[Saved entries]
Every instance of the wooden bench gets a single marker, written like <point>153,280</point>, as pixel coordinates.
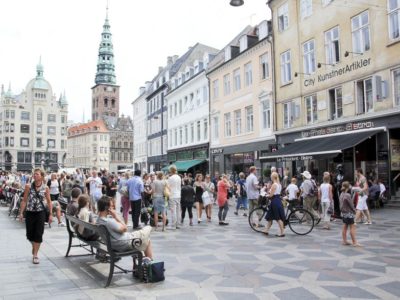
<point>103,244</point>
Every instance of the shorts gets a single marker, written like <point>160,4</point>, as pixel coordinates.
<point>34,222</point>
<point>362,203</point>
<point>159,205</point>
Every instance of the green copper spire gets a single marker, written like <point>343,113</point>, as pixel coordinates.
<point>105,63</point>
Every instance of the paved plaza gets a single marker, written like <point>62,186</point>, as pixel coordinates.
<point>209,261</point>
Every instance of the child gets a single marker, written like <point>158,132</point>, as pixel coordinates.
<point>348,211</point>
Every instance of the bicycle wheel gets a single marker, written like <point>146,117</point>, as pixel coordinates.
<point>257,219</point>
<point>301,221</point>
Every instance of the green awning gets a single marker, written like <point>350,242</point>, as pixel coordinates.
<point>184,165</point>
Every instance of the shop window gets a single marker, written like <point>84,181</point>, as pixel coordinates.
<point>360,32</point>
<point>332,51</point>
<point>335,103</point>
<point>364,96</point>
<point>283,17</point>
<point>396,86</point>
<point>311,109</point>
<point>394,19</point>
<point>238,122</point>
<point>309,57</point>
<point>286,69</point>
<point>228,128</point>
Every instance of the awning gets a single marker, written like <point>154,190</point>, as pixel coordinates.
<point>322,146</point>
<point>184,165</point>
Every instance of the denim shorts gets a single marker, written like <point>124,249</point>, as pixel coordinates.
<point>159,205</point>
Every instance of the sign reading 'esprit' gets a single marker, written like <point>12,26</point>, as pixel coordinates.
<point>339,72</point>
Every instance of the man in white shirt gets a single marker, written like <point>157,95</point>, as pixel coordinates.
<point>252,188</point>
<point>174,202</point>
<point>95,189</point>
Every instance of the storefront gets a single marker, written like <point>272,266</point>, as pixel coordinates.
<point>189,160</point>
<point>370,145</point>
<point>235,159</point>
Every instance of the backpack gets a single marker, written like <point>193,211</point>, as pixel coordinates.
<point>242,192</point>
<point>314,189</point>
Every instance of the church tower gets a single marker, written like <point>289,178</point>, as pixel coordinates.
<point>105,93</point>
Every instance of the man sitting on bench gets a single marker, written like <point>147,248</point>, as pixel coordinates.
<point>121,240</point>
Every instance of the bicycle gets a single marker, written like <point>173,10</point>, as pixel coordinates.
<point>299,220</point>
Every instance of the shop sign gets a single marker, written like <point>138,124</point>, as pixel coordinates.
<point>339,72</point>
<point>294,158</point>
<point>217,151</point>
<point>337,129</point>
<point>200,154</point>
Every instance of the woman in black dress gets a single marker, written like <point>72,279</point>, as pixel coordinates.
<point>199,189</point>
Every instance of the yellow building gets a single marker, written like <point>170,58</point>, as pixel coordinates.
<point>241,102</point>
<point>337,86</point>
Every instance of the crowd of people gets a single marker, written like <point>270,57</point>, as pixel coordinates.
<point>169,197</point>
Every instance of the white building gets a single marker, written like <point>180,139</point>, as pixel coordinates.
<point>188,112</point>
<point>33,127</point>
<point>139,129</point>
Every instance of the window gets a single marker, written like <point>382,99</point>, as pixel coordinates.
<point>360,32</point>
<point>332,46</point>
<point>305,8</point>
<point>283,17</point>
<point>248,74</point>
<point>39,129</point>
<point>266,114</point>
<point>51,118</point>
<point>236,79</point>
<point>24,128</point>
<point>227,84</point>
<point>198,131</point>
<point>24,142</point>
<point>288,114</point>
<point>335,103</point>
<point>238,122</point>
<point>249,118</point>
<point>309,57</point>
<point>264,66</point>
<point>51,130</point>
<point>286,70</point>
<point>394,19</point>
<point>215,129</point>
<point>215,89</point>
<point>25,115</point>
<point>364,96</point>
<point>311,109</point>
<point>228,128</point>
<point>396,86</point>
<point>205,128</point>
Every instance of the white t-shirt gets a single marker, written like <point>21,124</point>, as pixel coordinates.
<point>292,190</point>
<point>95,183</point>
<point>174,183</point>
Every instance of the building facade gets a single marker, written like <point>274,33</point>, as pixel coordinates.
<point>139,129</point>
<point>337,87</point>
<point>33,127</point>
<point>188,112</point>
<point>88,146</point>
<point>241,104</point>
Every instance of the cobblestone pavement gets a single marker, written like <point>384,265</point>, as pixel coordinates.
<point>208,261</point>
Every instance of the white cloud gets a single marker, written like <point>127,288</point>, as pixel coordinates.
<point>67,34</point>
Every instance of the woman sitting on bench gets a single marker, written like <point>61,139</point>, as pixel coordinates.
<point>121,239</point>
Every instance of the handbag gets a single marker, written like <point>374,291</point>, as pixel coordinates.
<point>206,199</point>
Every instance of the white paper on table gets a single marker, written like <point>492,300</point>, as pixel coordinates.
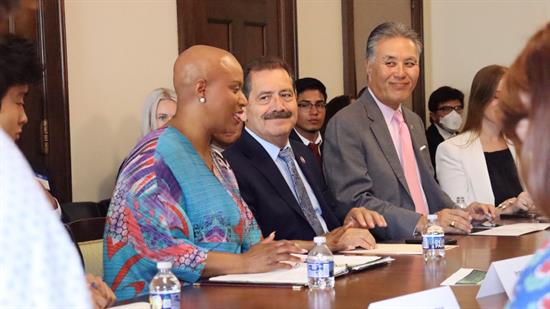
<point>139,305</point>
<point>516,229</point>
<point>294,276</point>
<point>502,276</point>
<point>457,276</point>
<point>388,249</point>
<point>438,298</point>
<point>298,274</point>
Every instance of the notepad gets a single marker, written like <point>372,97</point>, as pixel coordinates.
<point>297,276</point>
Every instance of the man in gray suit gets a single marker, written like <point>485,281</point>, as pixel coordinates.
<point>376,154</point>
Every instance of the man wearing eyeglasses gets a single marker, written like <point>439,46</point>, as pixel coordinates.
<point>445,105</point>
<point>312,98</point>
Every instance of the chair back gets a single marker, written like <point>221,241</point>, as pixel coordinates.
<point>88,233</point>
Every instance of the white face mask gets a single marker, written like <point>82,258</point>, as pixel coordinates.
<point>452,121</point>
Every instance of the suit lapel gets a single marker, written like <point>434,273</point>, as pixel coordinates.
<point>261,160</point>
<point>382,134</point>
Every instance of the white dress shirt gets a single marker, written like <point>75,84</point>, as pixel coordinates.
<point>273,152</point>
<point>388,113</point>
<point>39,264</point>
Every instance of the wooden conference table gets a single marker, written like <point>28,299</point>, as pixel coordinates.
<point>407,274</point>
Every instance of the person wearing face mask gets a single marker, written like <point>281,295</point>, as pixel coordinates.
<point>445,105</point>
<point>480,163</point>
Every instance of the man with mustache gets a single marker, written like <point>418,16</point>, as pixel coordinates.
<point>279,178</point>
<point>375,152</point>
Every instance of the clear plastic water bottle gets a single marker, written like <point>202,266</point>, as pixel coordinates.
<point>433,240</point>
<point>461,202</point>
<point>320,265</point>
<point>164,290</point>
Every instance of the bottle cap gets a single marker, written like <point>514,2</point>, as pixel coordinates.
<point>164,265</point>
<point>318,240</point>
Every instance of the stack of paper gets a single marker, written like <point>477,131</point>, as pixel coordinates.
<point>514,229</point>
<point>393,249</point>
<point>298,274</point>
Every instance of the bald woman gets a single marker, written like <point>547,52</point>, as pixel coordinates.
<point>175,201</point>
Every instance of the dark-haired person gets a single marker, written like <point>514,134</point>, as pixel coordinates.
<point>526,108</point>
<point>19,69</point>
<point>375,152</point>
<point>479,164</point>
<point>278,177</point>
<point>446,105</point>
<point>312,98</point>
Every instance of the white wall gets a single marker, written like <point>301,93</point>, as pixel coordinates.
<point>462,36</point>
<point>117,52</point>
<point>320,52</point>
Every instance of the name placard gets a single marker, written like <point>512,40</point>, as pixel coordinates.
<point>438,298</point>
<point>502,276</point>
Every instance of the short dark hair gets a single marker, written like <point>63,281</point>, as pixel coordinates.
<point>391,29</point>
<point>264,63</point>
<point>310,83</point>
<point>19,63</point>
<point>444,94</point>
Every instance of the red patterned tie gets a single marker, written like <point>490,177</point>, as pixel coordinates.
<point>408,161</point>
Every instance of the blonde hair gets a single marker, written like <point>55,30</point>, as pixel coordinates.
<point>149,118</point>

→ **YOUR TASK**
Retype the entries word for word. Omit any images.

→ **YOUR SOLUTION**
Every instance of the wooden bench gets a single marker, written like <point>153,280</point>, as pixel coordinates.
<point>103,244</point>
Every instance of the shorts gets a single marker, written like <point>160,4</point>, as pixel coordinates.
<point>34,222</point>
<point>362,203</point>
<point>159,205</point>
Every instance of the green copper spire gets a single marker, written like <point>343,113</point>, as pixel coordinates.
<point>105,63</point>
Every instance of the paved plaza gets a single marker, written like <point>62,186</point>, as pixel coordinates.
<point>209,261</point>
Every instance of the child gets a single marker, written like <point>158,132</point>, as pixel coordinates.
<point>348,211</point>
Every instance of the bicycle wheel gets a single marker, written like <point>146,117</point>, as pixel coordinates.
<point>257,219</point>
<point>301,221</point>
Every instance of the green awning gets a single marker, written like <point>350,242</point>, as pixel coordinates.
<point>184,165</point>
Every instance of the shop window gets a single marker, written like <point>84,181</point>, as pixel coordinates.
<point>360,32</point>
<point>332,51</point>
<point>335,103</point>
<point>364,96</point>
<point>283,17</point>
<point>396,86</point>
<point>311,109</point>
<point>394,19</point>
<point>238,122</point>
<point>309,57</point>
<point>286,69</point>
<point>228,128</point>
Every instance of the awning gets a single marker, written like <point>154,190</point>, as pixel coordinates.
<point>322,146</point>
<point>184,165</point>
Every instance of the denim shorts gets a single marker, written like <point>124,249</point>, as pixel coordinates.
<point>159,205</point>
Every instance of the sign reading 'esprit' gets a single marker, written like <point>12,26</point>, as pixel coordinates.
<point>339,72</point>
Every instance of the man in white shirt gets a single marker, written like <point>157,95</point>, as pixel coordinates.
<point>252,188</point>
<point>174,202</point>
<point>95,189</point>
Every instance of the storefront gets a single marker, written like <point>272,266</point>, as pixel coordinates.
<point>189,160</point>
<point>370,145</point>
<point>235,159</point>
Every instance of the backpack gets a single marker, written like <point>193,211</point>, as pixel coordinates.
<point>242,192</point>
<point>314,189</point>
Every instance of the church tower gets a single marker, written like <point>289,178</point>, as pixel coordinates.
<point>105,93</point>
Every instance of the man sitting on bench gets a single marker, written like <point>147,248</point>, as pixel coordinates.
<point>121,240</point>
Every instance of the bicycle gets a single marker, written like <point>173,10</point>, as pixel coordinates.
<point>299,220</point>
Every instance of the shop sign gets a single marker, written like <point>138,124</point>, as pixel coordinates.
<point>339,72</point>
<point>294,158</point>
<point>217,151</point>
<point>337,129</point>
<point>200,154</point>
Every instance of the woman in black dress gets a single marker, written like <point>72,279</point>, as pixel coordinates.
<point>199,189</point>
Every instance of the yellow building gets a single marker, written like <point>170,58</point>, as pixel coordinates.
<point>241,102</point>
<point>337,86</point>
Every instance of the crowd of people gets a single marker, written like <point>270,57</point>, as pixel coordinates.
<point>169,197</point>
Every instance of the white building gets a single marker, written like <point>180,139</point>, as pixel coordinates.
<point>188,112</point>
<point>33,127</point>
<point>139,129</point>
Every instance of the window gets a single marker, written like <point>382,99</point>, as pixel coordinates.
<point>360,32</point>
<point>332,46</point>
<point>305,8</point>
<point>283,17</point>
<point>248,74</point>
<point>39,129</point>
<point>266,114</point>
<point>51,118</point>
<point>236,79</point>
<point>24,128</point>
<point>227,84</point>
<point>198,131</point>
<point>24,142</point>
<point>288,114</point>
<point>335,103</point>
<point>238,122</point>
<point>249,118</point>
<point>309,57</point>
<point>264,66</point>
<point>51,130</point>
<point>286,70</point>
<point>394,19</point>
<point>215,129</point>
<point>215,89</point>
<point>25,115</point>
<point>364,96</point>
<point>311,109</point>
<point>228,128</point>
<point>396,86</point>
<point>205,128</point>
Every instance of the white t-shirt gets a single marker, written like <point>21,124</point>, as pixel coordinates.
<point>292,190</point>
<point>95,183</point>
<point>174,183</point>
Every instance of the building facade gets a single marker, written like <point>274,33</point>, as pixel coordinates.
<point>139,129</point>
<point>337,87</point>
<point>33,127</point>
<point>188,112</point>
<point>88,146</point>
<point>241,104</point>
Every instance of the cobblestone pavement gets a single marker, written like <point>384,265</point>, as pixel coordinates.
<point>208,261</point>
Every instance of the white cloud gets a single marker, written like <point>127,288</point>, as pixel coordinates.
<point>67,34</point>
Every instance of the woman sitting on bench gets a single marker, written like <point>61,139</point>, as pixel coordinates.
<point>121,239</point>
Every instance of the handbag gets a single marker, written like <point>374,291</point>, as pixel coordinates.
<point>206,199</point>
Every instance of the white paper on table gets a single marker, written like <point>492,300</point>, as pixel coordinates.
<point>139,305</point>
<point>516,229</point>
<point>294,276</point>
<point>502,276</point>
<point>457,276</point>
<point>388,249</point>
<point>438,298</point>
<point>298,274</point>
Every instance of the notepad gets a single marker, written like <point>372,97</point>, as pixel coordinates.
<point>297,276</point>
Every instance of the man in gray suit gets a single marker, written like <point>485,281</point>, as pixel coordinates.
<point>376,154</point>
Every instance of the man wearing eyeglasses gets a single marker, written like <point>439,46</point>, as pixel coordinates.
<point>445,105</point>
<point>312,98</point>
Every instance of the chair back gets a single marker, written like <point>221,241</point>, as pixel coordinates.
<point>88,233</point>
Every instance of the white face mask gets a single marker, written like <point>82,258</point>, as pixel coordinates.
<point>452,121</point>
Every instance of the suit lapel gets a single marker, written like <point>434,273</point>, as pixel coordinates.
<point>261,160</point>
<point>382,134</point>
Every instance of the white dress shirt gets a single marker, written like <point>75,84</point>, as pixel coordinates.
<point>273,152</point>
<point>388,113</point>
<point>39,264</point>
Every instance of the wooden conference table gets a single marker, written like <point>28,299</point>, as pixel coordinates.
<point>407,274</point>
Every instance of the person wearing face mask gets a single marker, written like <point>281,295</point>, as pixel coordinates.
<point>445,105</point>
<point>480,163</point>
Every instance of the man with mustache gets a single marker, written like <point>418,16</point>, as pixel coordinates.
<point>279,178</point>
<point>375,152</point>
Every instance of the clear plastic water bottle gets a single marker, written like <point>202,266</point>, as pixel coordinates.
<point>433,240</point>
<point>461,202</point>
<point>320,265</point>
<point>164,290</point>
Every instance of the bottle cap gets a single marker, written like <point>514,2</point>, as pixel coordinates.
<point>164,265</point>
<point>318,240</point>
Every instance of the stack of paper gets a single marker, written like <point>477,131</point>, as pixel coordinates.
<point>514,229</point>
<point>393,249</point>
<point>298,274</point>
Every instance of the bald woman gets a single marker, written like <point>547,52</point>, as pixel coordinates.
<point>175,201</point>
Every instance of the dark-haired person gets a single marker, written like <point>514,134</point>, as pixel coordinates.
<point>526,108</point>
<point>19,69</point>
<point>375,152</point>
<point>479,164</point>
<point>278,177</point>
<point>446,105</point>
<point>312,98</point>
Every instance of the white wall gets a single marker, written like <point>301,93</point>, as pixel coordinates.
<point>462,36</point>
<point>117,52</point>
<point>320,52</point>
Every instance of the name placard gets a single marker, written like <point>512,40</point>, as pixel coordinates.
<point>438,298</point>
<point>502,276</point>
Every instance of the short dark hair gets a single marker, written like <point>63,281</point>, as pixel coordinates.
<point>391,29</point>
<point>264,63</point>
<point>310,83</point>
<point>19,63</point>
<point>444,94</point>
Every instance of the red patterned tie gets a single marker, written like <point>490,177</point>, as pixel coordinates.
<point>408,161</point>
Every instance of the blonde hair gets a single marker, written like <point>55,30</point>, as pixel coordinates.
<point>149,118</point>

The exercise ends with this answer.